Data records
|---|
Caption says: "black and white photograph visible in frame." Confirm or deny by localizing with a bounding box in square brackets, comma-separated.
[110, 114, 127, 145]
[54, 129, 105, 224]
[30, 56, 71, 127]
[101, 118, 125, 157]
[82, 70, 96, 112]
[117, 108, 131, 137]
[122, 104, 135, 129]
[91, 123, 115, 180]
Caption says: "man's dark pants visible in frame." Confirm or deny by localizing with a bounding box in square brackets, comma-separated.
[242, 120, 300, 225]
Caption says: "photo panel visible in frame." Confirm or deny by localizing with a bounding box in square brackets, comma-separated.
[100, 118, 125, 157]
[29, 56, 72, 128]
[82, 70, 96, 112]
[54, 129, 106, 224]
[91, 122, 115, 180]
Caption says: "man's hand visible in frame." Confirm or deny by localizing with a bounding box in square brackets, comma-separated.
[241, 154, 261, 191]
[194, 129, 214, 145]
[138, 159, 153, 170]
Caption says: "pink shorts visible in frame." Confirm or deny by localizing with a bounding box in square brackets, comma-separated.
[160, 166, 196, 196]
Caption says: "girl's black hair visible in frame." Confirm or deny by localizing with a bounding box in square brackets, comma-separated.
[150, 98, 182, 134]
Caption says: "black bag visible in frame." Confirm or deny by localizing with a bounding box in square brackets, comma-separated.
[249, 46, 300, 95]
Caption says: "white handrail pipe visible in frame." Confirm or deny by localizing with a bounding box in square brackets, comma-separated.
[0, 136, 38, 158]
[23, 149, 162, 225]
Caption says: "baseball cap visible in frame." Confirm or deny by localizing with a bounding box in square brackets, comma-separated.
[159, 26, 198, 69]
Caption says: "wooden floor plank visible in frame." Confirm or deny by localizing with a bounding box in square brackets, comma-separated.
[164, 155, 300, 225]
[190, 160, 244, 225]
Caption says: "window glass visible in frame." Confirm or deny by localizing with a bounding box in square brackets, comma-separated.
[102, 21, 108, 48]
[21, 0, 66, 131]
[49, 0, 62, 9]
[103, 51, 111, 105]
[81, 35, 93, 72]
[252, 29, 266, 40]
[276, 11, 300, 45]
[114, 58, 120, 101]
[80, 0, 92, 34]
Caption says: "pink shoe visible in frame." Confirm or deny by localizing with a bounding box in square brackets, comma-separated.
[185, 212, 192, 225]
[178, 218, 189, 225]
|---|
▸ TASK TO CARRY OUT: Reproduce every line of the records above verbatim, from the first through the last.

▸ WRITTEN ANSWER:
Caption says: "black and white photograph visible in frame." Confirm or deny by localizing with a bounding box in square brackets, comma-separated.
[110, 114, 127, 145]
[54, 129, 105, 224]
[30, 56, 71, 127]
[101, 118, 125, 157]
[82, 70, 96, 112]
[117, 108, 131, 137]
[122, 104, 135, 129]
[91, 123, 115, 180]
Caption says: "man's dark pants visible in frame." Confirm or deny by localizing with a bounding box in square brackets, comma-separated.
[242, 120, 300, 225]
Caption says: "photo panel visible in frame." Confirm or deny by localizing with a bounding box in square brackets, comma-separated.
[100, 118, 125, 157]
[29, 56, 72, 128]
[82, 70, 96, 112]
[54, 129, 106, 224]
[91, 122, 115, 180]
Caption says: "man's hand visible in frame." Confirm or deny by localizing with a bounding box in square brackets, comma-separated.
[241, 154, 261, 191]
[194, 129, 214, 145]
[138, 159, 153, 170]
Caption says: "pink shorts visible in frame." Confirm or deny by localizing with a bounding box in square brackets, comma-separated.
[160, 166, 196, 196]
Caption says: "girl's black hair visible in frame." Confirm or deny by localizing with a bounding box in square brackets, comma-separated.
[150, 98, 182, 134]
Caption says: "black bag visible in frame." Confirm or deny by localizing with a bounding box in square brackets, comma-separated.
[249, 46, 300, 95]
Caption says: "white handrail pipe visible in frame." Confirm or deny by localizing with a bounding box in square brackets, comma-separated.
[0, 136, 38, 158]
[23, 149, 162, 225]
Caption says: "baseball cap visible in frame." Confirm or deny by localizing with a bounding box in square brackets, comma-separated.
[159, 26, 198, 69]
Caption says: "wooden floor plank visible in frame." Confirm or deny by localizing with a bounding box in square brackets, comma-separated.
[164, 155, 300, 225]
[190, 160, 244, 225]
Caption says: "window glass visible in frame." Confirm or deny by localizing with a bounding box in square brackets, comma-separated.
[102, 21, 108, 48]
[21, 0, 66, 131]
[49, 0, 62, 9]
[103, 51, 111, 105]
[81, 35, 93, 72]
[252, 29, 266, 40]
[276, 11, 300, 45]
[114, 58, 120, 101]
[80, 0, 92, 34]
Caption says: "pink shoe visible in frame." Confirm or deny by localizing with a bounding box in square brackets, comma-separated.
[185, 212, 192, 225]
[178, 218, 189, 225]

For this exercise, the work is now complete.